→ **RECORDS FOR THE TASK**:
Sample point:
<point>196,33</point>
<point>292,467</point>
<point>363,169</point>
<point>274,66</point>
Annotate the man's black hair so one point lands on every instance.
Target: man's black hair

→ **REQUIREMENTS**: Reproduce the rows with every occurrence of "black hair" renamed to "dark hair", leaving everything else untouched.

→ **THE ANSWER**:
Sample point:
<point>196,33</point>
<point>292,467</point>
<point>363,169</point>
<point>274,66</point>
Annotate the man's dark hair so one point lands on every instance.
Target: man's dark hair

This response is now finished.